Location labeling records:
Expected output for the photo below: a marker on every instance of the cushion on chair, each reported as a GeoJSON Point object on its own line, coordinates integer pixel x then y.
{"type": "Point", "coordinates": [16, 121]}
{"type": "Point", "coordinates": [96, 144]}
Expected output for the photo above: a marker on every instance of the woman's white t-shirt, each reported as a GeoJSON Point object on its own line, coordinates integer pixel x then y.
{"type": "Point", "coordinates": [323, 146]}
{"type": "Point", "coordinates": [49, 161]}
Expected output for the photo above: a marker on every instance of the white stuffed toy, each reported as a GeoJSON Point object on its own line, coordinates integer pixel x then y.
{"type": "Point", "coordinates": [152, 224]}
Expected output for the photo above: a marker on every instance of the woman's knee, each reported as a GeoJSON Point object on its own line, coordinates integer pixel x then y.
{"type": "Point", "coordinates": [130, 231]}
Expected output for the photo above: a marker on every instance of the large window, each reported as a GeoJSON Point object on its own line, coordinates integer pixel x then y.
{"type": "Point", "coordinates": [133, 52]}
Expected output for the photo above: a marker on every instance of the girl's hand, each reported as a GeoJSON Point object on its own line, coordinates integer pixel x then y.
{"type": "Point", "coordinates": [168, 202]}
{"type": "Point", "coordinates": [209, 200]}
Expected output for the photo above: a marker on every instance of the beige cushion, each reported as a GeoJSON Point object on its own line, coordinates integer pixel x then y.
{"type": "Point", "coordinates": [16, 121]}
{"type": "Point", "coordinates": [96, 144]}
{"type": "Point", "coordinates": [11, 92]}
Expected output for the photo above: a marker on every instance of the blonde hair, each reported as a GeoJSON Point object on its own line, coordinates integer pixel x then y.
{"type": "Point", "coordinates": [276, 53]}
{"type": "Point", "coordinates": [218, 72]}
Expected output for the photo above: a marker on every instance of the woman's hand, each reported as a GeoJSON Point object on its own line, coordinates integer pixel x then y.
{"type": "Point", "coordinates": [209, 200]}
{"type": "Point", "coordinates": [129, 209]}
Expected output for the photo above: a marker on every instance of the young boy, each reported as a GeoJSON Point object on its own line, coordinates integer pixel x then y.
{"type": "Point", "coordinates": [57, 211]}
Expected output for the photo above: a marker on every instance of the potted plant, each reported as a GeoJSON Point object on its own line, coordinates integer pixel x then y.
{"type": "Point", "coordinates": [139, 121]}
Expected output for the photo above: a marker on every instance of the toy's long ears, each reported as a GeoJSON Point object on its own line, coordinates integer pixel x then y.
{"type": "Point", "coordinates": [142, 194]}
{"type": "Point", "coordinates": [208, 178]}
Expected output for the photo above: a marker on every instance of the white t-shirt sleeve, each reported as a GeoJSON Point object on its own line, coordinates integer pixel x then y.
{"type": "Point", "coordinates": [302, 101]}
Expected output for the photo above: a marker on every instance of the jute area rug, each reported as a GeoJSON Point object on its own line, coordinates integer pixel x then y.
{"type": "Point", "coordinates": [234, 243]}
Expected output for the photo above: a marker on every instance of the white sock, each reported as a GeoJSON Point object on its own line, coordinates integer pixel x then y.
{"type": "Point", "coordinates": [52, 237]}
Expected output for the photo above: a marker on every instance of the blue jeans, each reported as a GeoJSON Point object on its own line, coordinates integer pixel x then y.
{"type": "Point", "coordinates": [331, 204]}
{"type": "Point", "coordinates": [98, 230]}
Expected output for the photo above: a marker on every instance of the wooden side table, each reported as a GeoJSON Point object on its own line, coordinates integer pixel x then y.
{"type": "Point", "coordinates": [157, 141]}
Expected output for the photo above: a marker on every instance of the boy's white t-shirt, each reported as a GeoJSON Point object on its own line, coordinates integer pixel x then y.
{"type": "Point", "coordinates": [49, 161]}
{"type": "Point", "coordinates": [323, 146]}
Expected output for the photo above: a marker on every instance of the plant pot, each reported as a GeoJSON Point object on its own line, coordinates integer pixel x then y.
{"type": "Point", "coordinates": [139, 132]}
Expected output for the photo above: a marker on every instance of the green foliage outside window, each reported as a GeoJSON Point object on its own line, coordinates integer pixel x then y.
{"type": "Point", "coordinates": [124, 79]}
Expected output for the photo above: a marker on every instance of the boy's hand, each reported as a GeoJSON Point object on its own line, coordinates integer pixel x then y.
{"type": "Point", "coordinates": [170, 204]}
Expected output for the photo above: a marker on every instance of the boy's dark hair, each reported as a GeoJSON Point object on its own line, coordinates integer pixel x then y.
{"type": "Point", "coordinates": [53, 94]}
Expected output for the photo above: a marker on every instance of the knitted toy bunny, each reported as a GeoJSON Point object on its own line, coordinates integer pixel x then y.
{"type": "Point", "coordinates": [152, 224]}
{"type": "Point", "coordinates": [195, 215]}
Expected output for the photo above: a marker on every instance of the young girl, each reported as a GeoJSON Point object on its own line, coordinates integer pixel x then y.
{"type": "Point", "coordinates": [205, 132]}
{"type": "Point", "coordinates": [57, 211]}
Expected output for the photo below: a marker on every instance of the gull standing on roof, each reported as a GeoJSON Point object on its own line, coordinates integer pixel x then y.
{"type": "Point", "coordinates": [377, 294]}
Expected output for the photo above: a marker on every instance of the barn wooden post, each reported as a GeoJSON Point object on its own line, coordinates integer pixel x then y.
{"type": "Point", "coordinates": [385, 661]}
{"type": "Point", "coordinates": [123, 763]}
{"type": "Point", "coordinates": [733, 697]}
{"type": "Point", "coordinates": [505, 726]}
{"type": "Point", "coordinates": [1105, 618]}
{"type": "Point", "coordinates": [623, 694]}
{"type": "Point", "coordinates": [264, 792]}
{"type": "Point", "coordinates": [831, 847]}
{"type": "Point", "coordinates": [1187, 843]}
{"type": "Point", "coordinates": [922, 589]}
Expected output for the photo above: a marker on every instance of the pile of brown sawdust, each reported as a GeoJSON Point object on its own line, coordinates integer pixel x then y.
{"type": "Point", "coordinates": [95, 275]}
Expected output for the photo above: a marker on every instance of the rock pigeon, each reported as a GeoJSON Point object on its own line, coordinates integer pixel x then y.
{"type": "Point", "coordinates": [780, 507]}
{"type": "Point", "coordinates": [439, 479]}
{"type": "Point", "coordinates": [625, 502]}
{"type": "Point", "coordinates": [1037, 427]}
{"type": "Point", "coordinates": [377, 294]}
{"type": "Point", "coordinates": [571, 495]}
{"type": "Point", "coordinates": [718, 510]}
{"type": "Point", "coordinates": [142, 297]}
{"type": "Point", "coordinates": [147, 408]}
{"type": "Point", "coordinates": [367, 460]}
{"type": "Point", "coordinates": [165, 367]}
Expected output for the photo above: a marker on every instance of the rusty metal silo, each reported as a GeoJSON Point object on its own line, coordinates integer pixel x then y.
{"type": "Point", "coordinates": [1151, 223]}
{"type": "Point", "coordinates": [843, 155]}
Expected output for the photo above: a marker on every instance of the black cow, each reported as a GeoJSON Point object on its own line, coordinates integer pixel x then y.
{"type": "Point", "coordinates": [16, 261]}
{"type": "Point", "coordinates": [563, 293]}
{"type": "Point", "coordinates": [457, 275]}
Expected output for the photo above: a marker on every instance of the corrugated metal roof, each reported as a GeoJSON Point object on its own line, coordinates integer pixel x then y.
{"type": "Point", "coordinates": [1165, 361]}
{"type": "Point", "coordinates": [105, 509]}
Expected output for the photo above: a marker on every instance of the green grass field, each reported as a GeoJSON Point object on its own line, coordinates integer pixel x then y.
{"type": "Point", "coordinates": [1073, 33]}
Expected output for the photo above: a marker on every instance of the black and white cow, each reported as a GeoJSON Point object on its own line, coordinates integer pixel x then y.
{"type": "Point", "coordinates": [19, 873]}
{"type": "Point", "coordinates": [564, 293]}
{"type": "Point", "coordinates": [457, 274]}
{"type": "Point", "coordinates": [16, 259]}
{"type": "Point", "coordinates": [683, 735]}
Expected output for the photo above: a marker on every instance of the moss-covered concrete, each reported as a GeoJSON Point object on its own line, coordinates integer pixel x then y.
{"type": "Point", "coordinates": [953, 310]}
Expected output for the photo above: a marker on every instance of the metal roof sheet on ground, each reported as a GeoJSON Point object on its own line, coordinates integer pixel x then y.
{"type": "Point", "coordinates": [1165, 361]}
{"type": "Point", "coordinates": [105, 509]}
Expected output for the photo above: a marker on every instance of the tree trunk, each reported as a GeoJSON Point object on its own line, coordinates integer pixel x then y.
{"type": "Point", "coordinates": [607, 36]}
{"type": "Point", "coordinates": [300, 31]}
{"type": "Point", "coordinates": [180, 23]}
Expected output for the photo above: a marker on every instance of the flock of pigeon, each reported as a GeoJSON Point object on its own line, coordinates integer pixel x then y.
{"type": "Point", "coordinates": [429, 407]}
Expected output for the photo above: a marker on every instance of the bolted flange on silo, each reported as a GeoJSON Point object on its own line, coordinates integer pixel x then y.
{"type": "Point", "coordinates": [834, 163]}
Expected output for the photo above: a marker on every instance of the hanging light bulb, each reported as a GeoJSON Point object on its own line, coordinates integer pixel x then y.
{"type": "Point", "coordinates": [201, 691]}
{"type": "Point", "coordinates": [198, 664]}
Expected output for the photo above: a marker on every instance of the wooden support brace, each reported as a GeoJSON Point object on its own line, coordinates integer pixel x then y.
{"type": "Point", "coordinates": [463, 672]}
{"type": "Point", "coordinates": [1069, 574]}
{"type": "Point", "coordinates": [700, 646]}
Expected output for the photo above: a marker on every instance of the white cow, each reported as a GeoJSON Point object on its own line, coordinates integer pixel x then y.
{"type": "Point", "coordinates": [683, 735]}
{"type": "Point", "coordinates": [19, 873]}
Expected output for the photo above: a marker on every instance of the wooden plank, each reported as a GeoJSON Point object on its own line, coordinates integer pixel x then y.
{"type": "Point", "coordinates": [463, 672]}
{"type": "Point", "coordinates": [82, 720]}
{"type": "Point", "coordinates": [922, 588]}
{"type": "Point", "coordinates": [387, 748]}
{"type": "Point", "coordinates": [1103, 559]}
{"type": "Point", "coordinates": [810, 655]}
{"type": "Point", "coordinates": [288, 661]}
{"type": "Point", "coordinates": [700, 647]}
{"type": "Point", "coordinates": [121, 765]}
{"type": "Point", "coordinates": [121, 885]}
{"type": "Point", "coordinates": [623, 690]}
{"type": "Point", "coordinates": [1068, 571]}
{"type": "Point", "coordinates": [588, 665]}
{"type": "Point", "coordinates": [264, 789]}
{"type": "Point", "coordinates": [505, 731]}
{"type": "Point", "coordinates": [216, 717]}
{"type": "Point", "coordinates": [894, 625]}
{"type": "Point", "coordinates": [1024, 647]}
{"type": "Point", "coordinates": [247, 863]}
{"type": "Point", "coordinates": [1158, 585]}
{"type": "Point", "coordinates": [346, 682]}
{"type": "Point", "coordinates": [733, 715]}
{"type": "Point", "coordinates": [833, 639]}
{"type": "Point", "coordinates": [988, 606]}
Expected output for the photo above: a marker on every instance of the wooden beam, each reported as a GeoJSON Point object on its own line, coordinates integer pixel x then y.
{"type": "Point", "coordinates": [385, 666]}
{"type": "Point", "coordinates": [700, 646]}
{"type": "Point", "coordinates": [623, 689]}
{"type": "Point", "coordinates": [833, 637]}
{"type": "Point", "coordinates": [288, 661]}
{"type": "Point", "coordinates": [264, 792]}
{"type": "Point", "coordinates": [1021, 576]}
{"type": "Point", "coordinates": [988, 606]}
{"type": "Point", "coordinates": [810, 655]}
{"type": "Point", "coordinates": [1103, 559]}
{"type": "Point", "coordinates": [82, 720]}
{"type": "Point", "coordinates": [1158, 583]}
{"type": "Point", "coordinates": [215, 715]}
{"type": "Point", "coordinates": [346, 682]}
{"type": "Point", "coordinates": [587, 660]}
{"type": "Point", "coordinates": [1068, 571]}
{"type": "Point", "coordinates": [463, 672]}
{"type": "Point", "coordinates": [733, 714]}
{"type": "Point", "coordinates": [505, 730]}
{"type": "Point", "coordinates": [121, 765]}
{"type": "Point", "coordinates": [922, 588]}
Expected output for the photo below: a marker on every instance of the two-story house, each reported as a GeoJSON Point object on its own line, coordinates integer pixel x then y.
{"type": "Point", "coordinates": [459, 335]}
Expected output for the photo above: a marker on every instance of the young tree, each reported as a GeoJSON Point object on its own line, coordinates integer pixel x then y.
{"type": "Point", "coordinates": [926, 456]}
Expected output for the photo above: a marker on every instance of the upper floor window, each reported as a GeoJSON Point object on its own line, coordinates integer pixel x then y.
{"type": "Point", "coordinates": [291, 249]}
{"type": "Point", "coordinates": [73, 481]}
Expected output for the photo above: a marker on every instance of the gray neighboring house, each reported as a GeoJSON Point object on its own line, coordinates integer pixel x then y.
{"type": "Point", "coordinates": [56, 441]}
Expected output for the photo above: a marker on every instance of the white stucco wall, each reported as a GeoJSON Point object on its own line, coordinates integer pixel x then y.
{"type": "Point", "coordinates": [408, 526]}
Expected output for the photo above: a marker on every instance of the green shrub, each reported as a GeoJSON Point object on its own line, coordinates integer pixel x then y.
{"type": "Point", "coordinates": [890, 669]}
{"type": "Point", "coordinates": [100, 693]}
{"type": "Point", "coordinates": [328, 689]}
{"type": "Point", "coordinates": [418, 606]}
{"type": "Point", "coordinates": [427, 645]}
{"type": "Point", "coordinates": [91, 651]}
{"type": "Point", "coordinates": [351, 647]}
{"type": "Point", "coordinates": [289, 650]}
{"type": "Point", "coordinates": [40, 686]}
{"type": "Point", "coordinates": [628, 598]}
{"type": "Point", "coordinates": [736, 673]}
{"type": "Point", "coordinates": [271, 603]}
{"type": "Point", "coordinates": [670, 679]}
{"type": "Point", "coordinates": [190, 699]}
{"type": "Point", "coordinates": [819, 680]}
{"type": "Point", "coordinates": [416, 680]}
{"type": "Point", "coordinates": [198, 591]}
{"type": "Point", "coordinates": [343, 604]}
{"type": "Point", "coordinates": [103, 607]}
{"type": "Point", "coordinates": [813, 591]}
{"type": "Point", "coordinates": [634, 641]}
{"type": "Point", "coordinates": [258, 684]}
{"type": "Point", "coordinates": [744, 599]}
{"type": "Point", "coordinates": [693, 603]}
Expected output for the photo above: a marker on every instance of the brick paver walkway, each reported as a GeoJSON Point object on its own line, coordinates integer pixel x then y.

■ **PROBLEM**
Repeat exactly the lines from the line containing "the white stucco" through the last line of the records above, including both, and nothing else.

■ **THE COMPLETED TASK**
Expected output for the photo above: a marker on every instance of the white stucco wall, each reported as a GeoJSON Point object on its own line, coordinates integer pixel x then y.
{"type": "Point", "coordinates": [408, 526]}
Expected output for the photo above: a marker on every instance of the green shrub, each reported as a GeoJSON Point object on its own line, coordinates integer pixel x then y.
{"type": "Point", "coordinates": [890, 669]}
{"type": "Point", "coordinates": [100, 693]}
{"type": "Point", "coordinates": [328, 689]}
{"type": "Point", "coordinates": [418, 606]}
{"type": "Point", "coordinates": [427, 645]}
{"type": "Point", "coordinates": [91, 651]}
{"type": "Point", "coordinates": [351, 647]}
{"type": "Point", "coordinates": [289, 650]}
{"type": "Point", "coordinates": [40, 686]}
{"type": "Point", "coordinates": [628, 598]}
{"type": "Point", "coordinates": [736, 673]}
{"type": "Point", "coordinates": [271, 603]}
{"type": "Point", "coordinates": [670, 679]}
{"type": "Point", "coordinates": [190, 699]}
{"type": "Point", "coordinates": [819, 680]}
{"type": "Point", "coordinates": [416, 680]}
{"type": "Point", "coordinates": [198, 591]}
{"type": "Point", "coordinates": [343, 604]}
{"type": "Point", "coordinates": [103, 607]}
{"type": "Point", "coordinates": [813, 591]}
{"type": "Point", "coordinates": [634, 641]}
{"type": "Point", "coordinates": [258, 684]}
{"type": "Point", "coordinates": [744, 599]}
{"type": "Point", "coordinates": [693, 603]}
Expected output for the photo above: a marker on every instance of the brick paver walkway, each reported as a GeoJSON Point object on its own line, coordinates integer pixel x then y.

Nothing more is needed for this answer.